Reprodução super humana 09/06/2016

Por Ligia Dantas

O encontro de gametas pode se dar sem o encontro de olhares

Pela primeira vez na história, cientistas americanos e ingleses desenvolveram embriões humanos fora do corpo da mãe durante quase duas semanas. Os resultados oferecem indícios preciosos para a compreensão da evolução humana, além de trazer grandes avanços para o tratamento de fertilidade. (fonte: Nature e  Nature Cell Biology, may-2016)

Se, por um lado esta descoberta traz um vislumbre inédito sobre os primórdios da vida, é assustador pensar o quanto a reprodução está se tornando cada vez menos humana. Talvez em pouco tempo possamos nos surpreender com a notícia de uma gravidez levada a termo sem um corpo…

Como essa, inúmeras possibilidades se abriram nos últimos anos. A expectativa de vida aumentou, os avanços científicos e tecnológicos parecem autorizar o homem a fazer escolhas cada vez mais improváveis e singulares. O limite do tempo está sendo desafiado. Hoje a mulher pode se submeter a uma fertilização até os 55 anos de idade, também é possível congelar seus óvulos para que seus gametas sejam utilizados após sua morte, monoparentalidade póstuma. Um feto pode, por exemplo, ter uma mãe gestacional e uma mãe biológica. Aliás, nem sequer precisamos de um outro para a reprodução, pode-se recorrer a um banco onde o material genético é selecionado a partir das características desejáveis de um doador.

DADOS FORNECIDOS
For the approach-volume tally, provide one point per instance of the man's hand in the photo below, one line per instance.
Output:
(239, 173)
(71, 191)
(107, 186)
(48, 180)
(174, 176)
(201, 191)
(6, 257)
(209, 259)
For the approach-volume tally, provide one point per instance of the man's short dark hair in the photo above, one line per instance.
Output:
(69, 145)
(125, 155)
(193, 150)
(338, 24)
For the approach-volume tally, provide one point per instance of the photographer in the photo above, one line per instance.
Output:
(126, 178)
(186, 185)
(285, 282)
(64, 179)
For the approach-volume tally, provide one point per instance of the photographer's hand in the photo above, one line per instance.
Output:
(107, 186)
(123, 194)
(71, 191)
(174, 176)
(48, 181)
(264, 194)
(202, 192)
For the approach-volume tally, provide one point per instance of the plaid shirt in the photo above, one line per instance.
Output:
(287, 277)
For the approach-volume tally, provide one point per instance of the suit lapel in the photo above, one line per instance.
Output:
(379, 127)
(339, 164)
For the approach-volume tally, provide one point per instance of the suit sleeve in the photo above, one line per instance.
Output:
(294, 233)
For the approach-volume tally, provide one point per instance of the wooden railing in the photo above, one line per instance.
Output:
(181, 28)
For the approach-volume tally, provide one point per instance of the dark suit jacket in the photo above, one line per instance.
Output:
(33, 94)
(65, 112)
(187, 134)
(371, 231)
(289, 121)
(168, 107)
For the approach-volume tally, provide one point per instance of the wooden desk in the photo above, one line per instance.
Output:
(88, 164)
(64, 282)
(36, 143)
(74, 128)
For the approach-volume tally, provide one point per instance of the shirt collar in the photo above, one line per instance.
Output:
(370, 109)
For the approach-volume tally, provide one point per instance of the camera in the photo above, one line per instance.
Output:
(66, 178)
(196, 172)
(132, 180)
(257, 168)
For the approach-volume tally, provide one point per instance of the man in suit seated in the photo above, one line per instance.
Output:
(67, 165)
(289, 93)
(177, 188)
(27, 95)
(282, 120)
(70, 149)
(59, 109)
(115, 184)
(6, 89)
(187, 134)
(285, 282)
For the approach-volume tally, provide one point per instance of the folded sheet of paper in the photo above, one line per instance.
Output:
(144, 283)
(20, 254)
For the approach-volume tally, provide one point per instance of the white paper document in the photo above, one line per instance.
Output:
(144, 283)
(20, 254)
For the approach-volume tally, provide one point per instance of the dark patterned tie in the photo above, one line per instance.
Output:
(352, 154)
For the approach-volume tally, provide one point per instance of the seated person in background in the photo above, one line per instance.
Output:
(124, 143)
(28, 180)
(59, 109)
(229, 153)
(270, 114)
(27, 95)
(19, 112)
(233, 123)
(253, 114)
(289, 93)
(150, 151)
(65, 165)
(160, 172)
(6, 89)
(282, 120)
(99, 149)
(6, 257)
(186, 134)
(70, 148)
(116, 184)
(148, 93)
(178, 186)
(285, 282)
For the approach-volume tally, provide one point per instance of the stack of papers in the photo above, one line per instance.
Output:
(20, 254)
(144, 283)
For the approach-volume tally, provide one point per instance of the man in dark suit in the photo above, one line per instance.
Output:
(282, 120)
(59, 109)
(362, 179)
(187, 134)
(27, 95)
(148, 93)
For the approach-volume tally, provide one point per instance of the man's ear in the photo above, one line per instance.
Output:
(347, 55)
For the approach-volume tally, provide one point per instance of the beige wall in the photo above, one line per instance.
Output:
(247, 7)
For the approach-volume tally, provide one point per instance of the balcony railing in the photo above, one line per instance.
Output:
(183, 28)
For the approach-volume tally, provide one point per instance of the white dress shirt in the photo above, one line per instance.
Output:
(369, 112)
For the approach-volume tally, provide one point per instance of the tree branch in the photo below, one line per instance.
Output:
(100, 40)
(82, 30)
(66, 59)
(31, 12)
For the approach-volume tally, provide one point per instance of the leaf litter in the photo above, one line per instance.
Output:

VERIFIQUE SUA COMPREENSÃO
(A) Segundo o texto sobre reprodução humana, até que idade uma mulher pode hoje se submeter a uma fertilização?
(B) Devolva o trecho do texto sobre reprodução humana que vai de "Como essa, inúmeras" até "de um doador.", copiando-o fielmente.
(C) Prossiga com o texto sobre reprodução humana a partir do ponto em que ele termina.

RESPOSTAS DOS PROBLEMAS
(A) Até os 55 anos de idade.

(B)
Como essa, inúmeras possibilidades se abriram nos últimos anos. A expectativa de vida aumentou, os avanços científicos e tecnológicos parecem autorizar o homem a fazer escolhas cada vez mais improváveis e singulares. O limite do tempo está sendo desafiado. Hoje a mulher pode se submeter a uma fertilização até os 55 anos de idade, também é possível congelar seus óvulos para que seus gametas sejam utilizados após sua morte, monoparentalidade póstuma. Um feto pode, por exemplo, ter uma mãe gestacional e uma mãe biológica. Aliás, nem sequer precisamos de um outro para a reprodução, pode-se recorrer a um banco onde o material genético é selecionado a partir das características desejáveis de um doador.

(C)
O encontro de gametas pode se dar sem o encontro de olhares.

Em substituição ao casal querente, vários profissionais são convocados a participar do ato da concepção: embriologistas, ginecologistas, enfermeiros, anestesistas, biólogos, urologistas, psicólogos e por que não, psicanalistas.

Os índices crescentes de infertilidade delatam que a dimensão inconsciente envolvida no processo da reprodução transcende o que a ciência médica e a tecnologia podem ver e aparentemente controlar. Há casos em que tudo encaminha para dar certo e no fim dá errado e, às vezes, mesmo com tudo contra ocorre a gravidez.  Tal cenário traz à tona a importância do desejo.               

Mas o que desejar num mundo onde infinitos caminhos são possíveis, onde não existem mais padrões comportamentais a serem seguidos e a parentalidade pode ser negociada, adiada, transferida, negada, antecipada? 

Será que estamos preparados para lidar com todo este conhecimento e nos responsabilizar por escolhas no que diz respeito a nossa (re) produção??

Inúmeras são as questões, e polêmicas reflexões podem ser levantadas a partir do “reproduzir” na pós-modernidade.  O próprio ciclo da vida pede uma recontextualização  e a sociedade , uma nova ética.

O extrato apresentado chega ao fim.